* Exercise aim: Render each line of the listing below as a JSON array of strings, one string per line, with blank lines dropped.

[Dataset items]
────────

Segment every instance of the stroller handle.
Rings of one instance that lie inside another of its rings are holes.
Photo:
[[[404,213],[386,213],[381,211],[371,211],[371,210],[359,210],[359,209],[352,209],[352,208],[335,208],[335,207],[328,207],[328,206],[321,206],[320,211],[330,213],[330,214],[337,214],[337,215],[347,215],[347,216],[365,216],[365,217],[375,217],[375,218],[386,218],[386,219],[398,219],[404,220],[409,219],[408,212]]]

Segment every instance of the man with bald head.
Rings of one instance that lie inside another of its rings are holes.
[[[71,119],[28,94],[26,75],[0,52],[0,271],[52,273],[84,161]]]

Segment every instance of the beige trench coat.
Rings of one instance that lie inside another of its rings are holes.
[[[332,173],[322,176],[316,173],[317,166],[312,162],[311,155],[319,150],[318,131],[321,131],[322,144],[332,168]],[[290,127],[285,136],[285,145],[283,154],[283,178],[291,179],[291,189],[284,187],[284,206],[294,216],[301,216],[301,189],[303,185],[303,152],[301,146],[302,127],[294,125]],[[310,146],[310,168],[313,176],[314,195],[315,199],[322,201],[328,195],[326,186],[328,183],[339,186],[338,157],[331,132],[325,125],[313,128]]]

────────

* Exercise response:
[
  "Segment every instance of the stroller handle.",
  "Rings of one instance that lie inside another of its rings are holes.",
  "Photo:",
  "[[[404,213],[386,213],[381,211],[371,211],[371,210],[359,210],[359,209],[352,209],[352,208],[335,208],[335,207],[328,207],[328,206],[321,206],[320,211],[330,213],[330,214],[337,214],[337,215],[347,215],[347,216],[365,216],[365,217],[375,217],[375,218],[386,218],[386,219],[398,219],[404,220],[409,219],[408,212]]]",
  "Segment every instance of the man with bald head.",
  "Rings of one instance that lie inside another of its rings are holes.",
  "[[[71,119],[28,94],[26,75],[0,52],[0,271],[52,273],[84,161]]]",
  "Segment every instance of the beige trench coat.",
  "Rings of one instance that lie inside another of its rings are holes.",
  "[[[332,173],[322,176],[316,173],[317,166],[312,162],[311,155],[319,150],[318,131],[321,131],[322,144],[332,168]],[[290,127],[285,136],[285,145],[283,154],[283,178],[291,179],[291,189],[284,187],[284,206],[294,216],[301,216],[301,189],[303,185],[303,152],[301,146],[302,127],[294,125]],[[310,146],[310,168],[313,176],[314,195],[315,199],[322,201],[328,195],[326,186],[328,183],[339,186],[338,157],[331,132],[325,125],[313,128]]]"
]